§ **TASK 1**
The account below of Larry's life during and after the war says that he and his wife moved in with her parents in Saint Louis. Explain, using the reason the account gives, why they did so.
§ **TASK 2**
Pick up the account below of Larry's life during and after the war, and continue it from its final sentence.

§ **EXCERPT**
——

The crews stopped overnight in Saint Louis and that was where Larry met his wife to be. On Christmas of 1943 his ship was sunk, on Christmas of 1944 he was married. Shortly after getting married LP was transferred to Chicago pier where he was a crewman on one of the two aircraft carriers that sailed lake Michigan training navy pilots for takeoff and landings onboard ships. The invasion of Japan was on the horizon and the navy knew they would need a lot more pilots. The war ended in August of 1945 and Larry was discharged on October 12, 1945. He and his wife moved in with her parents in Saint Louis because the city was still short of rentals because the excess of factory war workers had yet to filter out of town. His first daughter arrived in November of 1945.

——

§ **RECORDS SHOWN**
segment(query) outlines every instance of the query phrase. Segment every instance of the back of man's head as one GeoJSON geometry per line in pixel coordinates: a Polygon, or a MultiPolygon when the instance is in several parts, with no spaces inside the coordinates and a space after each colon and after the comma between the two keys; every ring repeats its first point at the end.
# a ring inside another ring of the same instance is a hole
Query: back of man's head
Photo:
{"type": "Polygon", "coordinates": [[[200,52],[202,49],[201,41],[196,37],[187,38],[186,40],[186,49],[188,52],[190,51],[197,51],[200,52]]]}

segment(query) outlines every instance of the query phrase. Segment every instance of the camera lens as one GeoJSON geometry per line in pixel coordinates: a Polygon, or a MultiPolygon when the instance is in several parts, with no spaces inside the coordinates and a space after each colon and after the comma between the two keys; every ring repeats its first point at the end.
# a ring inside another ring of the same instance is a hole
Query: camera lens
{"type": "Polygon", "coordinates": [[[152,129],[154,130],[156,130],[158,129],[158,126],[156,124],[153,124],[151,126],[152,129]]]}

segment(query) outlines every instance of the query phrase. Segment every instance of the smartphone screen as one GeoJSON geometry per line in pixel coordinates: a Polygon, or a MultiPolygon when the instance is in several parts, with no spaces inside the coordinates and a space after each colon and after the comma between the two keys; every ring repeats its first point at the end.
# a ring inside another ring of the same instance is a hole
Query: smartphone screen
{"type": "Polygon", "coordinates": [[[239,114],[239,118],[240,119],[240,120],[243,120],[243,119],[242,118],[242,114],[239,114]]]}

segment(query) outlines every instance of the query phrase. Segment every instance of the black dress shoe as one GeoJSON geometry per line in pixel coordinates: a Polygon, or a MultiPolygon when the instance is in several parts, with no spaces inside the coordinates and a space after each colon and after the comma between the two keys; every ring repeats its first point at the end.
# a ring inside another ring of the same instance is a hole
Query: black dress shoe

——

§ **TASK RESPONSE 1**
They moved in with her parents because Saint Louis was still short of rentals. The shortage was caused by the excess of factory war workers, who had yet to filter out of town.

§ **TASK RESPONSE 2**
In July of 1946 Larry and his bride secured a VA loan to buy a new house in a subdivision north of Saint Louis. Her father called it a cracker box that would not last a year. His bride sold it in 1974 and it was still there in 2016. Larry worked at a liquor store owned by his brother-in-law for a while and in May of 1950 he took a class in aircraft layout and manufacturing in Saint Louis and got a job at a place in Saint Charles Missouri called Leonard's’ metal works I believe. Larry designed and built a postage stamp vending machine like the ones in post offices today. The company went to patent the machine, but arrived at the patent office 2 weeks too late. The one Larry designed and built ended up on display in Lenard’s president’s office as a display of what the company could do. The ones seen in post offices today are by the company that beat them to the patent office.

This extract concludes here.